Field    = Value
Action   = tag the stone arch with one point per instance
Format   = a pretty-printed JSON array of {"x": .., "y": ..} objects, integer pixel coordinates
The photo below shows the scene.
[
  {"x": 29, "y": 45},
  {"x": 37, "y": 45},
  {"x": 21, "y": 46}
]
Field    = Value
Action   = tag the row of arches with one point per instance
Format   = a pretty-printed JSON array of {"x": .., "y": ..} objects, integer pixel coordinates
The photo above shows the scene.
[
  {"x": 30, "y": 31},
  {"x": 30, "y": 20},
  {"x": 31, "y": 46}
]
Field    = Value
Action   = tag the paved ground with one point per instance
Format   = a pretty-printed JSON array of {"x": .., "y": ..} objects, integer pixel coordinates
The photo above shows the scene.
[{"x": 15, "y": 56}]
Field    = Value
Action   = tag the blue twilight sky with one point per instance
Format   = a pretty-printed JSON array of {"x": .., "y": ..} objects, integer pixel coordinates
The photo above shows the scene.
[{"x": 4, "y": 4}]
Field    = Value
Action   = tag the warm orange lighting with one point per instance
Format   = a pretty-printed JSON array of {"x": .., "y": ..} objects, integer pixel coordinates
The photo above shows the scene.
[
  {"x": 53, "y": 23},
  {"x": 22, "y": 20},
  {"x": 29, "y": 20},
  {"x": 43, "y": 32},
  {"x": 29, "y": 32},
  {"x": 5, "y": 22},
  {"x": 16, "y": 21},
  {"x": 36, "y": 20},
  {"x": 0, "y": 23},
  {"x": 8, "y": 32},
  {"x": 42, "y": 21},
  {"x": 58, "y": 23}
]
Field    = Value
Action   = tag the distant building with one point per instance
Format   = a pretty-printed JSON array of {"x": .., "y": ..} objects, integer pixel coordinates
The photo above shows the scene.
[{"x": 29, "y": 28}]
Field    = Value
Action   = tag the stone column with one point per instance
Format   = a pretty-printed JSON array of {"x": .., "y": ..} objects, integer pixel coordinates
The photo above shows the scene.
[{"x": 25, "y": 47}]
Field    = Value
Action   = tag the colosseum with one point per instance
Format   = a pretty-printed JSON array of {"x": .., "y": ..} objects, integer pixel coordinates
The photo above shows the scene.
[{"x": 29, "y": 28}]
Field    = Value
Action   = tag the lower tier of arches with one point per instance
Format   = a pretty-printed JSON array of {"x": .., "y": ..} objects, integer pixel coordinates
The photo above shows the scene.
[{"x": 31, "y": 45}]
...
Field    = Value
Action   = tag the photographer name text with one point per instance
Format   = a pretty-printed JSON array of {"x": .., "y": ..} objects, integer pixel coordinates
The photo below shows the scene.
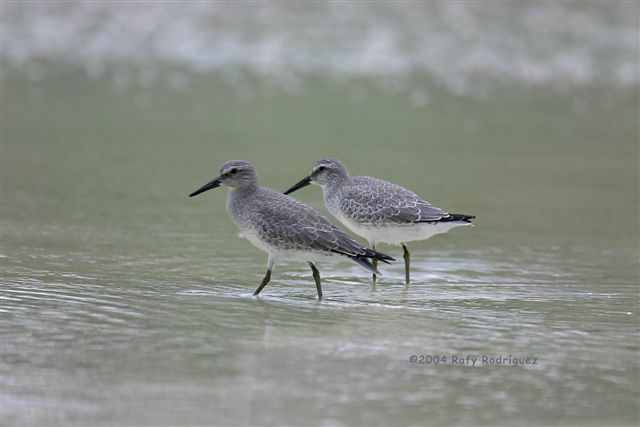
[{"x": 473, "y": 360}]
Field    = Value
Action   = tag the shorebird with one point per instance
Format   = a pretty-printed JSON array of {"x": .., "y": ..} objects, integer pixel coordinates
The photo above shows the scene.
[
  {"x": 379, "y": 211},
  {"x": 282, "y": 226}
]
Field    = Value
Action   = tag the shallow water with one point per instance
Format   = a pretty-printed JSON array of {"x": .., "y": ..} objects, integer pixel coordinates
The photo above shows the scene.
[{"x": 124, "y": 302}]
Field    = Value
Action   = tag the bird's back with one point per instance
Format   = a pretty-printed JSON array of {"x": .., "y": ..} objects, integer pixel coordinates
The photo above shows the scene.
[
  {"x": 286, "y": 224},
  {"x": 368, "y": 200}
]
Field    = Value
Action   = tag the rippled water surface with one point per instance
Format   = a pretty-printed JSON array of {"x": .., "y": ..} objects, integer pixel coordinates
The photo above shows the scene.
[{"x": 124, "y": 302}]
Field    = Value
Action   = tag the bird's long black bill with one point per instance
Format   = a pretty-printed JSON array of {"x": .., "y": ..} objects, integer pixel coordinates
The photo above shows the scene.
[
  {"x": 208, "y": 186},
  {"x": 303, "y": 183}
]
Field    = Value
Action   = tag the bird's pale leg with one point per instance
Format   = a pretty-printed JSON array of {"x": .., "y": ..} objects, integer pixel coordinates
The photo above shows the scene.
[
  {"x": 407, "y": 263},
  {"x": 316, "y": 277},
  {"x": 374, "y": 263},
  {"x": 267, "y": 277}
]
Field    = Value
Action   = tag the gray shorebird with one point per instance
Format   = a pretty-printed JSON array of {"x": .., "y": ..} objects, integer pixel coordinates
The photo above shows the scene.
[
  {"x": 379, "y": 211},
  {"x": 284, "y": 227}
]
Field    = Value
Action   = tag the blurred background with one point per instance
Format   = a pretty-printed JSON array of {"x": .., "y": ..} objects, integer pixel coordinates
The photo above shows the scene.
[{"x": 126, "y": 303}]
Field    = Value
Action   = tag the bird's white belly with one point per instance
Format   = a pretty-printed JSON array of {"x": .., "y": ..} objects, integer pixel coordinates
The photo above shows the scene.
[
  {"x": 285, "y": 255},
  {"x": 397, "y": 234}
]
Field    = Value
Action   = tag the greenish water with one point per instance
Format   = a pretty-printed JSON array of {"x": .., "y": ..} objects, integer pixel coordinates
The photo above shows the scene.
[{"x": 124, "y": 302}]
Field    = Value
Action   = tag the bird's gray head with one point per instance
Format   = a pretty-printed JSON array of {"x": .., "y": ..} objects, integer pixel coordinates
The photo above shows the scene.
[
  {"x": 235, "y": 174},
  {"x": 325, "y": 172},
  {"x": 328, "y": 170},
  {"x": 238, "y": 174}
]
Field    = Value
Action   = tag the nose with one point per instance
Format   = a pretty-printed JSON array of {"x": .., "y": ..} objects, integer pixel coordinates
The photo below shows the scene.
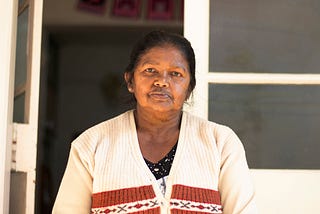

◆ TASK BRIEF:
Every line with "gray" in it should be copied from the entries above.

◆ ANSWER BELOW:
Action   = tag the gray shorebird with one point per instance
Action   = tag the bird's gray head with one point per instance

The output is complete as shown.